■ What is required ■
List every line of the data below that contains the word "wicker", copying each line in full. Case counts.

Part of a data file:
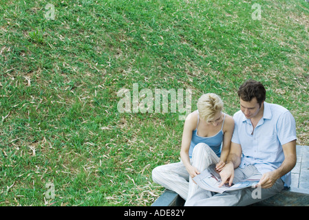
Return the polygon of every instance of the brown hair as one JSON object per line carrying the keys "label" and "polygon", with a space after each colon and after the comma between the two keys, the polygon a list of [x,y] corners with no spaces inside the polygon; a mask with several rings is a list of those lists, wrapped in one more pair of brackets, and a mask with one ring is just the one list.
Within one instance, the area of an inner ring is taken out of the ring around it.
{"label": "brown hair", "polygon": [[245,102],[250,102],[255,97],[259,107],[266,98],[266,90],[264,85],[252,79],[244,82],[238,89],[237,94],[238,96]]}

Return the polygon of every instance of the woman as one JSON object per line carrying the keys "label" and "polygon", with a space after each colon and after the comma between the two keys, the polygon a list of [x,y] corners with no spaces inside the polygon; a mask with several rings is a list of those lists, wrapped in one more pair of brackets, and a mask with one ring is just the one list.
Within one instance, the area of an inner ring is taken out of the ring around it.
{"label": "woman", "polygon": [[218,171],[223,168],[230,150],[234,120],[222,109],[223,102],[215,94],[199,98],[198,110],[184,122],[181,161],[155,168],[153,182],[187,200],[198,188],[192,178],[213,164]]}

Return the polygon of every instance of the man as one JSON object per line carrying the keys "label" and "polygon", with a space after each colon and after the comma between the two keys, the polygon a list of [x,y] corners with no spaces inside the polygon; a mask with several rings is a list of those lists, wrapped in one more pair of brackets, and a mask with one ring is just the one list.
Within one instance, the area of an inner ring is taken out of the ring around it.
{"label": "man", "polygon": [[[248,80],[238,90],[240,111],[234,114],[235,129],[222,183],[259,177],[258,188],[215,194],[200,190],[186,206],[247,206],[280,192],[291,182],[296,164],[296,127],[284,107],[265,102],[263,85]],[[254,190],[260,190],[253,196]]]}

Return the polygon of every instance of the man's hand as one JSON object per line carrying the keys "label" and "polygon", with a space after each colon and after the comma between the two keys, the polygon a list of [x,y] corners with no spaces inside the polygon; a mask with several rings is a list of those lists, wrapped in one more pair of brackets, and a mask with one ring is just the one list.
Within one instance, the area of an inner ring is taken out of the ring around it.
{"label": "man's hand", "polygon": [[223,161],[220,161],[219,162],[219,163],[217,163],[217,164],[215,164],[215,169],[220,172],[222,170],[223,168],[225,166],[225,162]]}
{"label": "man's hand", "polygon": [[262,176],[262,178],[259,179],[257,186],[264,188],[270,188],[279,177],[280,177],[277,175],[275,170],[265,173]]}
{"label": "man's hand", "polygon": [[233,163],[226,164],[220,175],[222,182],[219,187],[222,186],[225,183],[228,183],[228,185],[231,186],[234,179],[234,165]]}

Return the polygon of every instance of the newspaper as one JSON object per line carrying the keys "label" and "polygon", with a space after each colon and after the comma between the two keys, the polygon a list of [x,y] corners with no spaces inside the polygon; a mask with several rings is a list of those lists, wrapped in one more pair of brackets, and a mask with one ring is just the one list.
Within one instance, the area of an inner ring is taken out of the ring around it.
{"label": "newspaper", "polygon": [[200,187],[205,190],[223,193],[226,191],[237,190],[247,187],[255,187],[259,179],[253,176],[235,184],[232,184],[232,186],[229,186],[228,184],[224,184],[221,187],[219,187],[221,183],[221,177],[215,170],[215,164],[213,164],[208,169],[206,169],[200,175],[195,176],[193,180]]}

--

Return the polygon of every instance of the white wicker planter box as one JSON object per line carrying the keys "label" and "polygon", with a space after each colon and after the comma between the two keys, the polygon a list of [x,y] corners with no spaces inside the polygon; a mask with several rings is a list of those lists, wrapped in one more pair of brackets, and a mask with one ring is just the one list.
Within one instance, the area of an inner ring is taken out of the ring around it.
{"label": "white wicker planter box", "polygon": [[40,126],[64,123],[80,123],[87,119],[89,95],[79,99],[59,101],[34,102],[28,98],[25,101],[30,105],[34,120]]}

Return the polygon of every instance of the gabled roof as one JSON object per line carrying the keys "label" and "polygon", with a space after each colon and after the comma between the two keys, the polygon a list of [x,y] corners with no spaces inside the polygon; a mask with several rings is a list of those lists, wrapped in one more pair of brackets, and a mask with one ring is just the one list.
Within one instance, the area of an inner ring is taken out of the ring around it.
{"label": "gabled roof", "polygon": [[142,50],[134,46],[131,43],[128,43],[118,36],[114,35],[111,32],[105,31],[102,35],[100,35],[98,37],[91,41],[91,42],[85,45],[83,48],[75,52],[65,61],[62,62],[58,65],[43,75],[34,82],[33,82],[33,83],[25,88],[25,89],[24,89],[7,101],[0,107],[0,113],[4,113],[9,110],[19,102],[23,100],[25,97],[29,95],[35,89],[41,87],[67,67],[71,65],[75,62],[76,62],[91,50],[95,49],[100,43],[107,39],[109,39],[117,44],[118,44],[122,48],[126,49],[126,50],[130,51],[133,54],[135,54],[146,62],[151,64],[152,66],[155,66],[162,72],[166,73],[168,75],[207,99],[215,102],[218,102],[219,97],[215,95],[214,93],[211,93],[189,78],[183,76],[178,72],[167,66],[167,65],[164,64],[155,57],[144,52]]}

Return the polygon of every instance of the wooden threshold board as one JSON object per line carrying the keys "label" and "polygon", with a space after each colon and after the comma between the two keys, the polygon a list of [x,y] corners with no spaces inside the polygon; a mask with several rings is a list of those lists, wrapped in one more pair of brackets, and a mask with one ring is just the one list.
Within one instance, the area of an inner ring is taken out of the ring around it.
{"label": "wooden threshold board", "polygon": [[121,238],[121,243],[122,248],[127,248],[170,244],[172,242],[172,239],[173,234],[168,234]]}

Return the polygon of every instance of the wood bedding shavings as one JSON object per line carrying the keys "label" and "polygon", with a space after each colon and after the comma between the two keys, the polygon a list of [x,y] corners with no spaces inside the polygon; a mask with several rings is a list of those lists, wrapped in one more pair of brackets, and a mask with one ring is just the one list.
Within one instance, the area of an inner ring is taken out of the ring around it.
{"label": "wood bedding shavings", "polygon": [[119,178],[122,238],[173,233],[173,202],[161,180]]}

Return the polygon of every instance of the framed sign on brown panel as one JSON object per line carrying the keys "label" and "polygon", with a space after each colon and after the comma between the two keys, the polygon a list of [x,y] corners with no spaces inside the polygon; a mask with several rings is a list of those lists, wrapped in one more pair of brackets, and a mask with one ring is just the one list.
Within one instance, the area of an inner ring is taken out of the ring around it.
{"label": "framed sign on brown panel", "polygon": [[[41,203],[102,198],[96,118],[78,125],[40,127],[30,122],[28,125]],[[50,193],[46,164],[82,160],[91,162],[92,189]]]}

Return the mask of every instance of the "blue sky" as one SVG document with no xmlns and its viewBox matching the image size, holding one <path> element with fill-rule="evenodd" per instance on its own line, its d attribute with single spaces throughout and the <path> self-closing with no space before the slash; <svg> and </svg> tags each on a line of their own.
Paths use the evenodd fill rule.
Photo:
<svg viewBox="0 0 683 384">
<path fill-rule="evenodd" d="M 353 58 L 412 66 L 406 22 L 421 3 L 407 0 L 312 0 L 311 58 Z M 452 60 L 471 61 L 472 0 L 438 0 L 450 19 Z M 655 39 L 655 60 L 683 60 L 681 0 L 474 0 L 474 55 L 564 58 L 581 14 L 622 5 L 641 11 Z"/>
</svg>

...

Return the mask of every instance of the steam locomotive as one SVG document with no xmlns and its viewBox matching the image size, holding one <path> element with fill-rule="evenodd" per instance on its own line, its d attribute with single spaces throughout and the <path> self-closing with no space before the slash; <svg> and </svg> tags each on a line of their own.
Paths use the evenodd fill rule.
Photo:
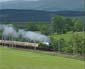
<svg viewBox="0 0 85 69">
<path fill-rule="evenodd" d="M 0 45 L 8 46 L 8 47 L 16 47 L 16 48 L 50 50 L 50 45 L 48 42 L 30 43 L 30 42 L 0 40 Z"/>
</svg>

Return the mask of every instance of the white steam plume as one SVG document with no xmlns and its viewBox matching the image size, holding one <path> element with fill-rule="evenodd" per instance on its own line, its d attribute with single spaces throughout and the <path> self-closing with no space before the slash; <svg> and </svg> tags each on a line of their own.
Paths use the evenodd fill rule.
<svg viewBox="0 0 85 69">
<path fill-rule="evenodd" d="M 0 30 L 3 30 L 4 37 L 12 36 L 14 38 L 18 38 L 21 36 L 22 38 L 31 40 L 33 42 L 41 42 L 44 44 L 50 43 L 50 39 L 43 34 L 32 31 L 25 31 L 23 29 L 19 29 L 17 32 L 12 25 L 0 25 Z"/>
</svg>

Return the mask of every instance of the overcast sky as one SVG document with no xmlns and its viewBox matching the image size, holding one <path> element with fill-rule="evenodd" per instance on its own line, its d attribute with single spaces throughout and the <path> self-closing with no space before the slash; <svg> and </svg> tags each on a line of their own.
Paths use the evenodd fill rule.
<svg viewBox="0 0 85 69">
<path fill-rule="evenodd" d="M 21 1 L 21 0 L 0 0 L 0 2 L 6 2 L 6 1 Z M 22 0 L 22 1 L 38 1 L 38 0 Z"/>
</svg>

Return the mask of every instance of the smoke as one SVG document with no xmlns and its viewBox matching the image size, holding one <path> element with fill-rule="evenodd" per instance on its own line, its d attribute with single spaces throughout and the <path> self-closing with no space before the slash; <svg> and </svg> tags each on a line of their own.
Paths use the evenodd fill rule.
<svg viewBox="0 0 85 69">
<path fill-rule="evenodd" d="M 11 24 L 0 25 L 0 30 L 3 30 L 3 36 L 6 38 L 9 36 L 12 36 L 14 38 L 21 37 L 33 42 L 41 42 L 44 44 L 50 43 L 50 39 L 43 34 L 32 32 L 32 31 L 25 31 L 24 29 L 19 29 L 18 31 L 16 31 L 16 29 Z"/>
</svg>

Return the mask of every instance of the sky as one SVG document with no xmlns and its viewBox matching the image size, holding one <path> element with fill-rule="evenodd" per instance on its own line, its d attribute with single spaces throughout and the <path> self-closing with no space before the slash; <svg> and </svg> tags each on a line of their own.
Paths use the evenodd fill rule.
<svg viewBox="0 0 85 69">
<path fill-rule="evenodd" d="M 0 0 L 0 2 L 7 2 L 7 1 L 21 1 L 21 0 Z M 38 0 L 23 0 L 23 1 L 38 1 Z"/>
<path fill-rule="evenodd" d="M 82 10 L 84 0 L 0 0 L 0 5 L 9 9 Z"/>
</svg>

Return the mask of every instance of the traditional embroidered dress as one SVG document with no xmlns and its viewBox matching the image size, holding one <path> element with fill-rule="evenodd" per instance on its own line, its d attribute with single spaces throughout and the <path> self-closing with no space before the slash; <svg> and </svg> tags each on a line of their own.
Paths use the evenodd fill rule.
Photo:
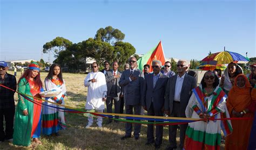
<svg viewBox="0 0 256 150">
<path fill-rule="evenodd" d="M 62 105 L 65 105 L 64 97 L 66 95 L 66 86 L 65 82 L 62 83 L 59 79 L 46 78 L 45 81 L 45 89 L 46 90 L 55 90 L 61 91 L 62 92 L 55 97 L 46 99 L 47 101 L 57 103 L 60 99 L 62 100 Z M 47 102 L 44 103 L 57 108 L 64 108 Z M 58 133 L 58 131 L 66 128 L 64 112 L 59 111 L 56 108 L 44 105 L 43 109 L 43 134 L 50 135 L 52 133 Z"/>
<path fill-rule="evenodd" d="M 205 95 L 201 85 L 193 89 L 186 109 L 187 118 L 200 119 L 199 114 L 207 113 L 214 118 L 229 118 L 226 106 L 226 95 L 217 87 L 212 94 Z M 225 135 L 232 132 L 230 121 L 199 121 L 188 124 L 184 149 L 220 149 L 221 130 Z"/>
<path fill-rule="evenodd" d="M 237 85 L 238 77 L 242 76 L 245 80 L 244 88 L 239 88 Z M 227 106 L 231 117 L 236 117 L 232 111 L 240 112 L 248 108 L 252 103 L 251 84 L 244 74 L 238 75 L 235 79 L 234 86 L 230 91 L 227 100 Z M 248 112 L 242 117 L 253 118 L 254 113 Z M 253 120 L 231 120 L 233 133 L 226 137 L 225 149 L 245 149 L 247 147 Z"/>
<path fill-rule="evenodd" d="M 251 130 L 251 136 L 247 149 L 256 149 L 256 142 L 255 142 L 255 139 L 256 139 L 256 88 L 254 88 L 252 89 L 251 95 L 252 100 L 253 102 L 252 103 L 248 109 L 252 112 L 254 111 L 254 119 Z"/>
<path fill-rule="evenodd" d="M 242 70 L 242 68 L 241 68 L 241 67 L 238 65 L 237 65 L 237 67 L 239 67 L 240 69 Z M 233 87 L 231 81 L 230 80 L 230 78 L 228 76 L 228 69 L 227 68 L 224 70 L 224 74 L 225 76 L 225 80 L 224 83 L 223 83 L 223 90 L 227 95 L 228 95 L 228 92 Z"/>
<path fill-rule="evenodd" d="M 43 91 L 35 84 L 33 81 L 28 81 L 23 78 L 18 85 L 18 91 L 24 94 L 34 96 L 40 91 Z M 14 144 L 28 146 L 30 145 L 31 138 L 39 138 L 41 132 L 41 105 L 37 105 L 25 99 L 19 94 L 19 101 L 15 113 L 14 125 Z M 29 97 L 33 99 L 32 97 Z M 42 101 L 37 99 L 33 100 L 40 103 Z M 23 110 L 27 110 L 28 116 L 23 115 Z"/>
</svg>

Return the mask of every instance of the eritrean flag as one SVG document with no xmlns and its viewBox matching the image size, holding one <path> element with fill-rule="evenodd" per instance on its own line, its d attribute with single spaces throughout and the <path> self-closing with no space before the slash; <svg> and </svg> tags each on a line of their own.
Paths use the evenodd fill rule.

■ Written solution ■
Return the polygon of every instance of the white wicker planter box as one JSON object per line carrying the keys "label" and "polygon", with a space after each colon and after the comma between the two keys, the polygon a list of [x,y] corners with no spaces inside the polygon; a mask with several rings is a list of those lists, wrapped in one more pair of brackets, and a mask with one ring is just the one list.
{"label": "white wicker planter box", "polygon": [[40,126],[64,123],[80,123],[87,119],[89,95],[79,99],[59,101],[34,102],[28,98],[25,101],[30,105],[34,120]]}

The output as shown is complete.